Stored items:

# # # # # # #

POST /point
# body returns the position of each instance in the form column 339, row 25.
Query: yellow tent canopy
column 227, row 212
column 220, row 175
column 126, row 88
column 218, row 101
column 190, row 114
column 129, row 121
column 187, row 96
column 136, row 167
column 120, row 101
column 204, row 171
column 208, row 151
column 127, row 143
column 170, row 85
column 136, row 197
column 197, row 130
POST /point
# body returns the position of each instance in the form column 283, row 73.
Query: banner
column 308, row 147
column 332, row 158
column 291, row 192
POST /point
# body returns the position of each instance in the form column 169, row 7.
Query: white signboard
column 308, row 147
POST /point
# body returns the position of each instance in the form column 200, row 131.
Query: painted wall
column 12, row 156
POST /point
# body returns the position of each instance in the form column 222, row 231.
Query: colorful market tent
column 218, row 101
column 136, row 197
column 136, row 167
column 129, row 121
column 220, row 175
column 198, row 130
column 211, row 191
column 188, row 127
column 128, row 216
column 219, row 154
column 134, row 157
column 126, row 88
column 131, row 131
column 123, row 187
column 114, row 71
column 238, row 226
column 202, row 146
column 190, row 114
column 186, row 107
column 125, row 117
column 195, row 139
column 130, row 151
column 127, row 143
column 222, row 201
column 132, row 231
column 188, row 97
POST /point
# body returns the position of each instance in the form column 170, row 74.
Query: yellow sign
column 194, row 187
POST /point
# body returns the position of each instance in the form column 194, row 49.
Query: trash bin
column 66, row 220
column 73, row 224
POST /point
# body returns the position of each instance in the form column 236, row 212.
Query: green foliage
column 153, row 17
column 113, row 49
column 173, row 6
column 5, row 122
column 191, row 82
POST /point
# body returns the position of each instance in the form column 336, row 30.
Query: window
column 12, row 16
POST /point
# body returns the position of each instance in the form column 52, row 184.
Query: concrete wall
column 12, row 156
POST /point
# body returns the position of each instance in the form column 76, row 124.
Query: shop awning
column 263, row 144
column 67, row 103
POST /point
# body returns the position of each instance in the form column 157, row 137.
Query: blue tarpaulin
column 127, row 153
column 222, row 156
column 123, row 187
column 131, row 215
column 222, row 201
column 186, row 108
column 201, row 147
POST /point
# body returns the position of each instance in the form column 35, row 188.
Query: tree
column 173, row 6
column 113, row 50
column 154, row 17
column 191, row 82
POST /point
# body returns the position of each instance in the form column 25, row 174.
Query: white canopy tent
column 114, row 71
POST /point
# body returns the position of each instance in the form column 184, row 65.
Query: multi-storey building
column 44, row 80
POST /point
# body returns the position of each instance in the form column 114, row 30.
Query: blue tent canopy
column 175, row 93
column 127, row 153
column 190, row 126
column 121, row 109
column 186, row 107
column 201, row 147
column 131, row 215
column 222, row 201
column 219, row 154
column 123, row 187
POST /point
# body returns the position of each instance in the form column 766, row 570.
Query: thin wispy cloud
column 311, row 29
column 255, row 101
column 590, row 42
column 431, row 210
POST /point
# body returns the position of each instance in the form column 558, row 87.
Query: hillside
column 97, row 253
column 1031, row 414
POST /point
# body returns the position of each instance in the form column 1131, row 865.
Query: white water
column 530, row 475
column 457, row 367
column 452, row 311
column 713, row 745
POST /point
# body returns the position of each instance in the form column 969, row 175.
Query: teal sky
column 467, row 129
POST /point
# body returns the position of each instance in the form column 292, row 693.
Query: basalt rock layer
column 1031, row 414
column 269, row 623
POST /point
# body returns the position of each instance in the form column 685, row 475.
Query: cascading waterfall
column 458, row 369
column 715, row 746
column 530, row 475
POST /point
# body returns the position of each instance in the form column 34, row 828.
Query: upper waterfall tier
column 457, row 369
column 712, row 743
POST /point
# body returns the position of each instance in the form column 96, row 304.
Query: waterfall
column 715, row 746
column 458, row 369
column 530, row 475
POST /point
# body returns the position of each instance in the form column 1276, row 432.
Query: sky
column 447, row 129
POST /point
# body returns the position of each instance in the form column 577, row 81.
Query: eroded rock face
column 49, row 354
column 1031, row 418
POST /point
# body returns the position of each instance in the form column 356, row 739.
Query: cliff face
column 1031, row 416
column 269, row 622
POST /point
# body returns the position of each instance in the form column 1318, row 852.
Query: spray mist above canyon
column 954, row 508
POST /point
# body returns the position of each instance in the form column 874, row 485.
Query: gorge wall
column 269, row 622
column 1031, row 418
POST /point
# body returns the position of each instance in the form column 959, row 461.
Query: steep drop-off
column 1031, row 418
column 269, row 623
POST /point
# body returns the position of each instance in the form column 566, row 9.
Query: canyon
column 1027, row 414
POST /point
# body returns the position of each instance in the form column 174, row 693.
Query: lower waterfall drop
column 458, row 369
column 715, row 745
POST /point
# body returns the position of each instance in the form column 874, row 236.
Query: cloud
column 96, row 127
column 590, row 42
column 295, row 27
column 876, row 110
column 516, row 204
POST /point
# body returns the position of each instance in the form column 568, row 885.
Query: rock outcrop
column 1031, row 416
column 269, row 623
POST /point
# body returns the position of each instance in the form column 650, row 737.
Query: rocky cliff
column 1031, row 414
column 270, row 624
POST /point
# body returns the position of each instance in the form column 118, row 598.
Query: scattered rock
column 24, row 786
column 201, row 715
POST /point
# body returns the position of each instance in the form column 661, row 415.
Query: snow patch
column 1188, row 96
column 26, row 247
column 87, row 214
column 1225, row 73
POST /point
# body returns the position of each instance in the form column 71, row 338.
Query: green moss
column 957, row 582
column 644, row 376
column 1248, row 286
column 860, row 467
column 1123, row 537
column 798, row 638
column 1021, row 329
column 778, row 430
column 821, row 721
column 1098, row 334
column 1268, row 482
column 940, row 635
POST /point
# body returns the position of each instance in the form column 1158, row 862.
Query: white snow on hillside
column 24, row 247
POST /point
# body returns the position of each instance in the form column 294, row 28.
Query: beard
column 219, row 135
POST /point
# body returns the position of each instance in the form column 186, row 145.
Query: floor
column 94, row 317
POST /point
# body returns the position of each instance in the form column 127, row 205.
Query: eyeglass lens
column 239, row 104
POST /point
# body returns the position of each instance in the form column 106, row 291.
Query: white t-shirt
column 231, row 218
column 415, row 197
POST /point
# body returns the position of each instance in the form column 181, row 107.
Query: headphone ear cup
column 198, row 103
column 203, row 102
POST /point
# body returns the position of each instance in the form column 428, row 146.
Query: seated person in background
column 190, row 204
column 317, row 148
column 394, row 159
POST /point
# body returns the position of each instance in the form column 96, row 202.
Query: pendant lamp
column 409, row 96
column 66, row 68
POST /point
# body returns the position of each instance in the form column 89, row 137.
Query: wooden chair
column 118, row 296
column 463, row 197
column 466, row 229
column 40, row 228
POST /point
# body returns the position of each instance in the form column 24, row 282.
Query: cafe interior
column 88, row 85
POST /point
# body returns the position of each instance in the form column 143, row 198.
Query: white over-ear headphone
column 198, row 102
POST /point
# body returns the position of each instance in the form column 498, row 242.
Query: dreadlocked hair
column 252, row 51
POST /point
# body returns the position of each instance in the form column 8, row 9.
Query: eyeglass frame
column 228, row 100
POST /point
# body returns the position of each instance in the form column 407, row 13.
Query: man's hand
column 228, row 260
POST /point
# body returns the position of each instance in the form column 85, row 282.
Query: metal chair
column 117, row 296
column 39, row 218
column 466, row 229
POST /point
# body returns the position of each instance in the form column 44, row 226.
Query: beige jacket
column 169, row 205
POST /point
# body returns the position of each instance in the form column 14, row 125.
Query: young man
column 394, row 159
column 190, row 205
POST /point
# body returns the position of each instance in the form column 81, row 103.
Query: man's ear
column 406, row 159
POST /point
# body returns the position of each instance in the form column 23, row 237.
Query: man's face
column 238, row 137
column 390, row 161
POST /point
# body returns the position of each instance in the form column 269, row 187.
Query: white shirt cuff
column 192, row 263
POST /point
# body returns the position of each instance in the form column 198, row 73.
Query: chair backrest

# # # # # # #

*Exercise task*
Extract every line in the rows above that contains the string "waterfall", treating uppercase and lowercase as different.

*The reply*
Query: cascading waterfall
Query: upper waterfall tier
Query: waterfall
Query: lower waterfall drop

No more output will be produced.